╭──
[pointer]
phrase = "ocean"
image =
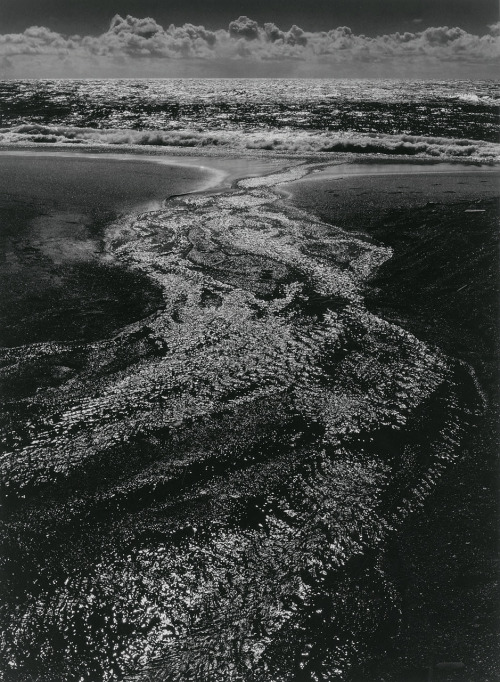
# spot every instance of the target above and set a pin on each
(439, 118)
(237, 457)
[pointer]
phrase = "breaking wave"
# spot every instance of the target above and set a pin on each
(304, 142)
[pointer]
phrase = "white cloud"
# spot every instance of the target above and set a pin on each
(130, 41)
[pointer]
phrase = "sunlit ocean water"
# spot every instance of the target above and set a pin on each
(293, 115)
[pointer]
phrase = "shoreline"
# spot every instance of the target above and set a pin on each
(230, 281)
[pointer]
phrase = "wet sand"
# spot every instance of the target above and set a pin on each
(442, 283)
(245, 442)
(57, 282)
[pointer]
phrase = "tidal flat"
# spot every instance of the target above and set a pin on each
(225, 481)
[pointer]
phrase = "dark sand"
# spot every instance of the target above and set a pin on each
(442, 283)
(56, 282)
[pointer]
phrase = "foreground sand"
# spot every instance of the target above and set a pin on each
(228, 477)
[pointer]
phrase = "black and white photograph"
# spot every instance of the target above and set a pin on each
(249, 340)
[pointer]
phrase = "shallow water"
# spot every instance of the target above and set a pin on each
(57, 281)
(212, 491)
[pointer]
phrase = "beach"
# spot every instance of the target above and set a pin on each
(259, 454)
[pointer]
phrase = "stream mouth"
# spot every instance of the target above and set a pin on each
(212, 490)
(58, 282)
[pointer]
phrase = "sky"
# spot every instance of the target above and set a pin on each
(254, 38)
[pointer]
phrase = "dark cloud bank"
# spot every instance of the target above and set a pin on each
(142, 47)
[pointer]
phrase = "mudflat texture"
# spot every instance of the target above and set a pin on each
(225, 488)
(57, 283)
(442, 283)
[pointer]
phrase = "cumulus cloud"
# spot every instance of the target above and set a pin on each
(130, 40)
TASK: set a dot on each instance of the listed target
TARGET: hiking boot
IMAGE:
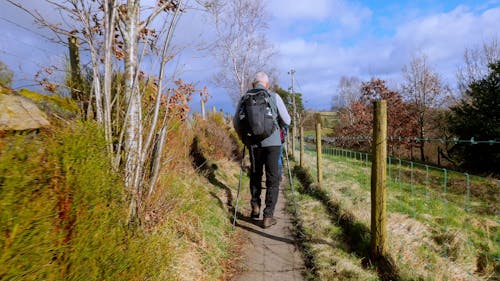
(255, 212)
(268, 222)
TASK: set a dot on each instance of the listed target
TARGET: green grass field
(441, 227)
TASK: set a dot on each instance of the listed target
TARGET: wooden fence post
(301, 130)
(318, 151)
(378, 181)
(203, 116)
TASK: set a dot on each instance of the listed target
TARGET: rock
(18, 113)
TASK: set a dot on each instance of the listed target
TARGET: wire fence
(451, 203)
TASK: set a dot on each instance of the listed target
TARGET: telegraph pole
(294, 131)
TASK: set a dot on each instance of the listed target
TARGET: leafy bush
(63, 214)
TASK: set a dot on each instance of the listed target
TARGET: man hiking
(264, 147)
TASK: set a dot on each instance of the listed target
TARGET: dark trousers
(265, 157)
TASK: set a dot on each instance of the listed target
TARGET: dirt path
(272, 253)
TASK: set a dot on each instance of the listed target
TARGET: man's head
(261, 78)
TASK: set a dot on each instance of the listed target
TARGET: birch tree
(240, 45)
(116, 32)
(476, 64)
(424, 90)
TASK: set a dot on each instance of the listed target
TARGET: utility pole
(294, 131)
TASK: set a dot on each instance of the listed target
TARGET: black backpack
(257, 121)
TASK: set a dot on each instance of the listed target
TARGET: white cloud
(301, 10)
(443, 37)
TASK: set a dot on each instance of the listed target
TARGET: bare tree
(424, 90)
(114, 31)
(240, 45)
(349, 91)
(476, 62)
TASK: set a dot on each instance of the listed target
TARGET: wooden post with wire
(378, 181)
(301, 163)
(203, 114)
(318, 150)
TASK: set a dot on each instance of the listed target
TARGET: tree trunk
(133, 128)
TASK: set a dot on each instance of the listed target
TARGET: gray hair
(260, 78)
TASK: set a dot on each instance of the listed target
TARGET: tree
(348, 91)
(240, 45)
(424, 90)
(400, 121)
(476, 64)
(287, 98)
(6, 75)
(477, 116)
(117, 35)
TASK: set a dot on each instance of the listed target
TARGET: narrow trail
(272, 253)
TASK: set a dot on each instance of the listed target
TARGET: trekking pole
(291, 181)
(239, 187)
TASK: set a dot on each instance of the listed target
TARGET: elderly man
(265, 155)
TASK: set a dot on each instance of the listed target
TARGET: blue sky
(321, 39)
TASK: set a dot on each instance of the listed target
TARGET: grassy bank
(63, 213)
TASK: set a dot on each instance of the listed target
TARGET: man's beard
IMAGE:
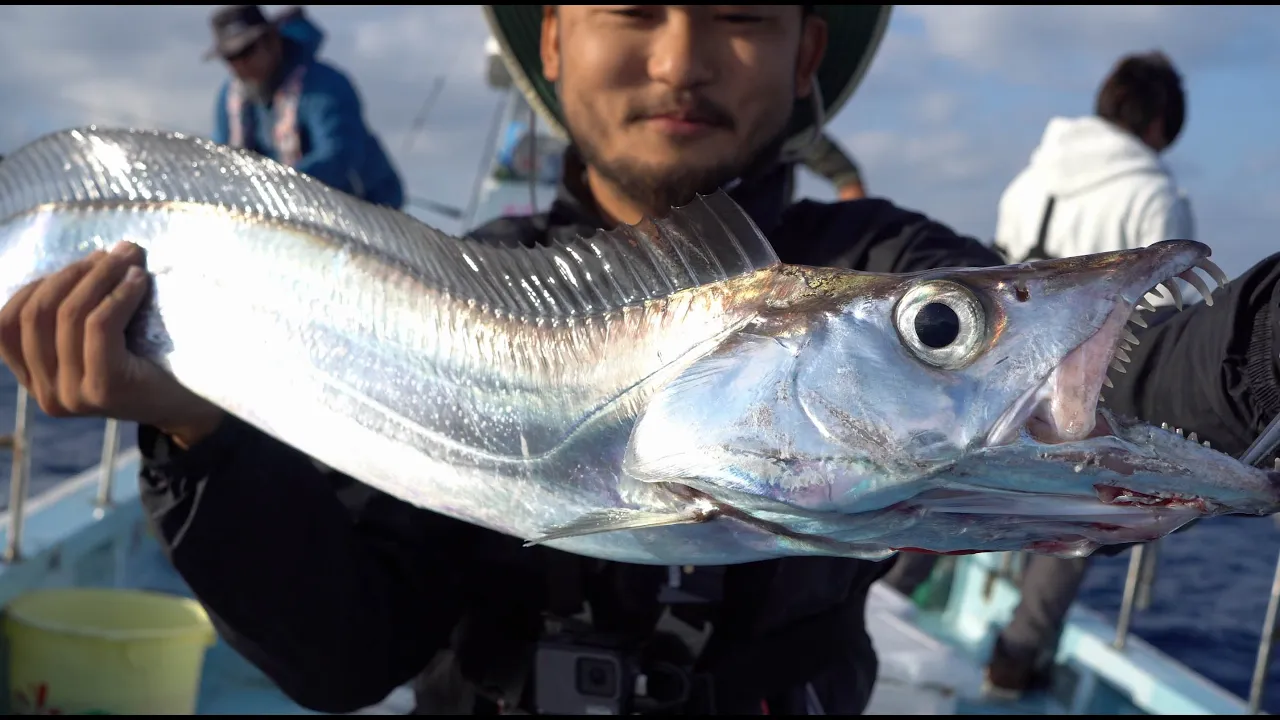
(661, 188)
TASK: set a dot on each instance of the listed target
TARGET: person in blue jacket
(282, 101)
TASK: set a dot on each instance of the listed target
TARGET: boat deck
(929, 661)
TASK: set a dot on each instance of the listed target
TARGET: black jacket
(341, 593)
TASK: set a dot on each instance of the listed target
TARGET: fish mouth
(1064, 408)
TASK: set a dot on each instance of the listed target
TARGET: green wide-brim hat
(854, 35)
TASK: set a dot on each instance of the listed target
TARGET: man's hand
(63, 337)
(851, 191)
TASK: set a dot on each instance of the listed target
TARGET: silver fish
(659, 393)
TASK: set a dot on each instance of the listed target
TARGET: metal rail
(1267, 638)
(19, 475)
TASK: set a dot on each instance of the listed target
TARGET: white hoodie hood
(1111, 192)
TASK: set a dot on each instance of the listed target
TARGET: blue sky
(950, 110)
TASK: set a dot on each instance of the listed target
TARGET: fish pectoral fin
(612, 519)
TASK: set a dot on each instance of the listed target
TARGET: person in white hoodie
(1095, 183)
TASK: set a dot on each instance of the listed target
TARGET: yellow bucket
(95, 651)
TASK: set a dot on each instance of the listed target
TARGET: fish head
(970, 393)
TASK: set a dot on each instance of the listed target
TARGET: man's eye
(634, 13)
(739, 18)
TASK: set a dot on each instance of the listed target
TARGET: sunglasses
(245, 53)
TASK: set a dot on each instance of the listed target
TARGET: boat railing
(19, 475)
(1139, 578)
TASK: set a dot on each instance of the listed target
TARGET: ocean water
(1206, 607)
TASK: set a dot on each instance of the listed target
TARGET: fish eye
(942, 323)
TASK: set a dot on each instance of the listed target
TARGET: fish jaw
(819, 419)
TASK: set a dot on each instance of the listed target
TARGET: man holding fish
(342, 598)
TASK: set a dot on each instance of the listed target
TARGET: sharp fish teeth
(1214, 270)
(1194, 281)
(1173, 290)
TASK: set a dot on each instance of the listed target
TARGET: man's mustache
(695, 109)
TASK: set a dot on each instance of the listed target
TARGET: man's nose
(676, 58)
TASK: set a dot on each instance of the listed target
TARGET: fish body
(661, 393)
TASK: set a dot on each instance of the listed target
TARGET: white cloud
╰──
▶ [Task statement]
The answer must consist of the entries above, reproduced word for word, without any pictures.

▶ [Task answer]
[pointer]
phrase = "ocean"
image =
# spot every instance of the target above and set a pin on each
(439, 118)
(237, 457)
[pointer]
phrase = "breaking wave"
# spot every instance of the target above and set a pin on each
(304, 142)
[pointer]
phrase = "white cloud"
# spot every instance of the target above and set a pin on each
(130, 41)
[pointer]
phrase = "sunlit ocean water"
# spot every instance of the target above and set a pin on each
(293, 115)
[pointer]
phrase = "shoreline"
# spot every instance of the target above and set a pin on each
(230, 281)
[pointer]
phrase = "wet sand"
# spot every instance of the target above and set a pin on each
(442, 283)
(245, 442)
(57, 282)
[pointer]
phrase = "tidal flat"
# spot every instance of the target above and set a pin on each
(225, 481)
[pointer]
phrase = "dark sand"
# spot every instance of the target above and set a pin on each
(442, 283)
(56, 282)
[pointer]
phrase = "foreground sand"
# spot every instance of the target above and set a pin on each
(228, 477)
[pointer]
phrase = "black and white photograph"
# spot every instance of the target above and set a pin on each
(249, 340)
[pointer]
phrase = "shallow water"
# spot every instance of the target above and set a pin on each
(57, 281)
(212, 491)
[pointer]
phrase = "beach"
# spot every instance of the target above and set a pin on each
(259, 454)
[pointer]
phrase = "stream mouth"
# spot every instance of the target above and set a pin on each
(212, 490)
(58, 282)
[pointer]
phrase = "sky"
# spot every instance of the target above and set a pin on each
(254, 38)
[pointer]
phrase = "dark cloud bank"
# spot every instance of the target above and set a pin on each
(142, 47)
[pointer]
phrase = "mudflat texture"
# spot every instance of the target above and set a pin on each
(225, 488)
(57, 283)
(442, 283)
[pointer]
phrase = "cumulus cloud"
# spot every instance of the target above and set a pin on each
(130, 40)
TASK: set a dot on each instance of the listed target
TARGET: hiking boot
IMAGE:
(255, 212)
(268, 222)
TASK: set a dot on each instance of the listed target
TARGET: green grass field
(441, 227)
TASK: set a dot on each instance of the listed target
TARGET: wooden fence post
(301, 130)
(318, 151)
(378, 181)
(203, 116)
TASK: set a dot on each instance of the listed target
TARGET: rock
(18, 113)
TASK: set a dot on each instance of the listed target
TARGET: wire fence
(451, 203)
TASK: set a dot on each instance of the listed target
TARGET: telegraph pole
(294, 131)
TASK: set a dot on each instance of the listed target
TARGET: leafy bush
(63, 214)
TASK: set a dot on each instance of the listed target
TARGET: man hiking
(264, 147)
TASK: set a dot on each instance of the listed target
TARGET: dark trousers
(265, 157)
TASK: set a dot on each instance of the listed target
TARGET: dirt path
(272, 253)
TASK: set a dot on each instance of the listed target
TARGET: man's head
(261, 78)
TASK: set a dot on each instance of the listed target
TARGET: birch tree
(240, 45)
(116, 32)
(476, 64)
(424, 90)
TASK: set a dot on each instance of the listed target
TARGET: utility pole
(294, 131)
TASK: set a dot on each instance of the listed target
TARGET: black backpack
(257, 121)
TASK: set a dot on each instance of the listed target
TARGET: white cloud
(301, 10)
(443, 37)
TASK: set a dot on each instance of the listed target
TARGET: bare tree
(424, 90)
(114, 31)
(240, 45)
(349, 91)
(476, 62)
TASK: set a dot on each instance of the listed target
TARGET: wooden post with wire
(378, 181)
(301, 163)
(203, 114)
(318, 150)
TASK: set a dot on each instance of the listed target
TARGET: tree trunk
(133, 128)
TASK: set a dot on each instance of the listed target
TARGET: gray hair
(260, 78)
TASK: set a dot on each instance of the listed target
TARGET: tree
(348, 91)
(240, 45)
(424, 90)
(400, 121)
(476, 64)
(287, 98)
(6, 75)
(477, 116)
(117, 35)
TASK: set a dot on each instance of the listed target
TARGET: narrow trail
(272, 253)
TASK: set a dot on each instance of the listed target
TARGET: trekking pole
(291, 181)
(239, 187)
TASK: set a dot on each instance of the listed target
TARGET: elderly man
(265, 155)
TASK: set a dot on each instance of the listed target
TARGET: blue sky
(321, 39)
TASK: set a dot on each instance of the listed target
TARGET: grassy bank
(63, 213)
TASK: set a dot on each instance of the listed target
TARGET: man's beard
IMAGE:
(661, 188)
TASK: set a dot on each instance of the listed target
TARGET: person in blue jacket
(282, 101)
TASK: set a dot on each instance of the listed target
TARGET: boat deck
(929, 661)
TASK: set a dot on each instance of the listed target
TARGET: black jacket
(341, 593)
TASK: set a dot on each instance of the listed target
TARGET: fish mouth
(1064, 408)
TASK: set a dot on each instance of the listed target
TARGET: green wide-brim hat
(854, 35)
TASK: set a dot on each instance of the listed target
TARGET: man's hand
(63, 337)
(851, 191)
TASK: set a dot on each instance of the listed target
TARGET: silver fish
(659, 393)
TASK: set a dot on each instance of the listed target
TARGET: metal rail
(1267, 638)
(19, 475)
TASK: set a dot on each instance of the listed target
TARGET: white hoodie hood
(1111, 192)
TASK: set a dot on each instance of the listed target
TARGET: blue sky
(950, 110)
TASK: set a dot on each instance of the listed target
TARGET: fish pectoral fin
(612, 519)
TASK: set a dot on each instance of the listed target
TARGET: person in white hoodie
(1095, 183)
TASK: set a dot on each instance of the listed target
TARGET: yellow bucket
(95, 651)
TASK: set a dot on each instance of the listed target
TARGET: fish head
(970, 393)
TASK: set a dot on each instance of the listed target
TARGET: man's eye
(634, 13)
(739, 18)
TASK: set a dot on each instance of the listed target
TARGET: sunglasses
(245, 53)
TASK: set a dot on each instance of the listed target
TARGET: boat railing
(19, 475)
(1139, 578)
TASK: set a dot on each instance of the listed target
TARGET: ocean water
(1206, 607)
TASK: set a dot on each instance of the listed target
TARGET: fish eye
(942, 323)
TASK: set a dot on each instance of the listed target
TARGET: fish jaw
(819, 419)
TASK: set a dot on each instance of the listed target
TARGET: man holding fish
(342, 598)
TASK: set a dot on each instance of the listed target
TARGET: sharp fish teeth
(1214, 270)
(1194, 281)
(1173, 290)
TASK: set a dot on each instance of the listed target
TARGET: man's mustache
(695, 109)
TASK: set a dot on each instance of the listed target
TARGET: man's nose
(676, 58)
TASK: set a dot on each instance of the listed target
TARGET: fish body
(661, 393)
TASK: set a dot on each instance of the listed target
TARGET: white cloud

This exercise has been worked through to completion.